##### EXTRACT TO READ #####
The first assumption is that Palin will run….The second assumption is that the Tea Party movement will back Palin and that she will capture most of the Tea Party vote….The third assumption is that, backed by the Tea Party movement, Palin can win between 30 and 40 percent of the vote in many of the early multi-candidate primaries and caucuses….The fourth assumption is that Palin can ride a vote count of 30 to 40 percent in crowded early primaries to the front of the pack and then increase that count to 50 percent plus as the field narrow in the later primaries.

Ramesh Ponnuru isn’t buying it:

It would be a real mistake, I think, to see [Christine] O’Donnell’s victory as somehow presaging one by Palin. As Mirengoff concedes, Palin, if she runs for president, won’t be running against Mike Castle. Primary voters may also behave differently when the stakes are higher. Taking a gamble on a Senate candidate who might not be able to win is different from taking a gamble on a presidential candidate. That doesn’t mean Palin can’t win. But the conventional wisdom — that the race is wide open — just may be correct.
##### DATA ENTRIES #####
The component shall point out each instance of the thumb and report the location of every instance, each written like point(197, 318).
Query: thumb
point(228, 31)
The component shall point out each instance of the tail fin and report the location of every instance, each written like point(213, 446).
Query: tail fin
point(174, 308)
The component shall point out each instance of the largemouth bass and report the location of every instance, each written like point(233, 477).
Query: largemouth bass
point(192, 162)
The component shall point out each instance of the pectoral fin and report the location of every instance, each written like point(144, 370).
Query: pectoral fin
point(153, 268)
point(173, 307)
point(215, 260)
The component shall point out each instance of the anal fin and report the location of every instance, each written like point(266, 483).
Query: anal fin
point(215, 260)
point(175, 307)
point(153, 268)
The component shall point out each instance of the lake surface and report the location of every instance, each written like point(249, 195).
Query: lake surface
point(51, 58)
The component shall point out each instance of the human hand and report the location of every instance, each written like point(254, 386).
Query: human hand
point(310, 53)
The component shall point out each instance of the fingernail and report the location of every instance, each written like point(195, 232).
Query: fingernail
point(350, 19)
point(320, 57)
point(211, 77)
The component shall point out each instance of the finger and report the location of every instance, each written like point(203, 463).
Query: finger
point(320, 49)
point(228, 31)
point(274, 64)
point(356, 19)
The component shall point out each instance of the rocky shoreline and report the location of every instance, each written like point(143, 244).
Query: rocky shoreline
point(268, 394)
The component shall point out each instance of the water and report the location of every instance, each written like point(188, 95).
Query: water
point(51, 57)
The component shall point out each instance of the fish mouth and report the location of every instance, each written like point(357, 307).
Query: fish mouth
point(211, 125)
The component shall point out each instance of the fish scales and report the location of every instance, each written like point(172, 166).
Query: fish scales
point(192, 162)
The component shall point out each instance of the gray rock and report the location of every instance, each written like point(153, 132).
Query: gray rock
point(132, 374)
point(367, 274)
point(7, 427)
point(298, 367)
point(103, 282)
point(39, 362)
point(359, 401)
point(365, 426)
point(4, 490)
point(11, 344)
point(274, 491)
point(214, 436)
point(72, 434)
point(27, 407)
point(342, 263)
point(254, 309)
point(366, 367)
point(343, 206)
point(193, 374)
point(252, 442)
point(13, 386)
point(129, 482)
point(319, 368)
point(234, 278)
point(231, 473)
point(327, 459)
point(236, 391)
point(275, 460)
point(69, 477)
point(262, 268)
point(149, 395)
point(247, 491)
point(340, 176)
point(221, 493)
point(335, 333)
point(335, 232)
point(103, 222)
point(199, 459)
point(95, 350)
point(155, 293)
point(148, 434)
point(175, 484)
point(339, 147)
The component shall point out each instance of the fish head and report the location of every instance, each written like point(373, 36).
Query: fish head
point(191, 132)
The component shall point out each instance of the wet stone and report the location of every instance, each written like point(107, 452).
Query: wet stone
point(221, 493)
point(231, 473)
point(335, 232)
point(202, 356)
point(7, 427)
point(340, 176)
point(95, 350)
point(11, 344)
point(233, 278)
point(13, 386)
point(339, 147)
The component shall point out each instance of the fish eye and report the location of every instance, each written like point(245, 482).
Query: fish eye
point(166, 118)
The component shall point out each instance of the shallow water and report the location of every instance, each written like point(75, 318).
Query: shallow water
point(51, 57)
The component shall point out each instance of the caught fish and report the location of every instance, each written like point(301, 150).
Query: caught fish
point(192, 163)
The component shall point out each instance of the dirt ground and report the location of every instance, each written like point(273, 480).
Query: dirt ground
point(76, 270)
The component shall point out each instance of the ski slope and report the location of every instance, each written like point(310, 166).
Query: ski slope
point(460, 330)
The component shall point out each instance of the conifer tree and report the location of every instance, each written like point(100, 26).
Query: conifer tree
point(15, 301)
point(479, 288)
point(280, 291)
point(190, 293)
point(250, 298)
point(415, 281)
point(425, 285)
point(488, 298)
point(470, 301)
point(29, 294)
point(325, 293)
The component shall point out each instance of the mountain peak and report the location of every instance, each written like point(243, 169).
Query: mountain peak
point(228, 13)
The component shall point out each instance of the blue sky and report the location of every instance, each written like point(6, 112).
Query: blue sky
#####
*GIVEN TASK 1:* In the passage on Palin's presidential prospects, why does Ponnuru say "It would be a real mistake" to read O'Donnell's victory as a sign of a Palin win? Please answer in one to three sentences.
*GIVEN TASK 2:* Resume the passage on Palin's presidential prospects after its final sentence.
The data is separate from the passage on Palin's presidential prospects.

*RESULT 1:* Palin, if she runs for president, won't be running against Mike Castle, and primary voters may behave differently when the stakes are higher. Taking a gamble on a Senate candidate who might not be able to win is different from taking a gamble on a presidential candidate.

*RESULT 2:*
I’m stonkered on this. A few months ago I was convinced that Palin wouldn’t run at all, so it was a moot point. Now I’m not so sure. After all, she’s been acting an awful lot like a presidential wannabe lately, hasn’t she?1 And Lord knows that plenty of people with less chance than her have been talked into running by friends and consultants with a seductively persuasive scenario for victory.

So let’s say she runs. Can she win? On the plus side: she has lots of name recognition, a proven ability to raise money, a loyal core of followers, and tons of charisma.

But then there’s the minus side: she’s extremely polarizing, she won’t get to hide behind Facebook and Twitter if she’s running for president, she’s never shown much patience for the kind of organization that a presidential run requires, her opponents will be able to make a powerful case that she’s unelectable in November, and she seems almost certain to make at least one major gaffe in the early stages of the campaign.

So I just don’t see it. In fact, the only real winning scenario I see for Palin is one in which nobody credible really feels like running and Palin ends up getting the nomination by default as sort of a suicide run against an incumbent who’s going to crush her. But I don’t really see that either. I happen to believe that Obama is probably unbeatable in 2012, but there are hardly any Republicans who agree with me. They all think Obama is a dead man walking and they’re almost certainly going to want to nominate someone who can beat him. Palin just isn’t that person.

1And that was before I saw this. Apparently she’s been acting even more wannabe-ish than I thought.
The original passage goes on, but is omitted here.